Task prompt: Rewrite the records below, substituting "evaluation" for every "benchmark" and leaving everything else unchanged.

(Point annotation dataset records)
━━━

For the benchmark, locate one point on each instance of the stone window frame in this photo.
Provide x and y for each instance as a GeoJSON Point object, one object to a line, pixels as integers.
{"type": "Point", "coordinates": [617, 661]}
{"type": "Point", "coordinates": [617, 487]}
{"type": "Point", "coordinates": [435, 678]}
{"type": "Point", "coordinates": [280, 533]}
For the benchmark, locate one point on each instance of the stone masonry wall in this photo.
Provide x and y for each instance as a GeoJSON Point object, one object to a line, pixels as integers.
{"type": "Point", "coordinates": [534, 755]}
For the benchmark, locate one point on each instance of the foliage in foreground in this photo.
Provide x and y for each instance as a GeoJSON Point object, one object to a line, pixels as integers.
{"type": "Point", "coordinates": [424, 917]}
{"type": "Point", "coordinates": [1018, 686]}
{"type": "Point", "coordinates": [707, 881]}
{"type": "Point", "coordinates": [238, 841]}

━━━

Finished task:
For the evaluation, locate one point on each instance of the stone window frame in this photo.
Provide x and y for each instance as a GeoJSON Point object, one object to a line, pixels as integers.
{"type": "Point", "coordinates": [617, 661]}
{"type": "Point", "coordinates": [617, 487]}
{"type": "Point", "coordinates": [435, 678]}
{"type": "Point", "coordinates": [280, 533]}
For the evaluation, locate one point on each instance of the stone masonry wall in this photo.
Provide x and y for each instance as a GeoJSON Point object, one object to a line, pixels as integers.
{"type": "Point", "coordinates": [534, 755]}
For the evaluation, locate one point on each instance of the foliage in foreground in this photo.
Provide x and y for each instance as a GeoJSON Point object, one object to a line, pixels as integers.
{"type": "Point", "coordinates": [424, 917]}
{"type": "Point", "coordinates": [1018, 686]}
{"type": "Point", "coordinates": [707, 881]}
{"type": "Point", "coordinates": [238, 841]}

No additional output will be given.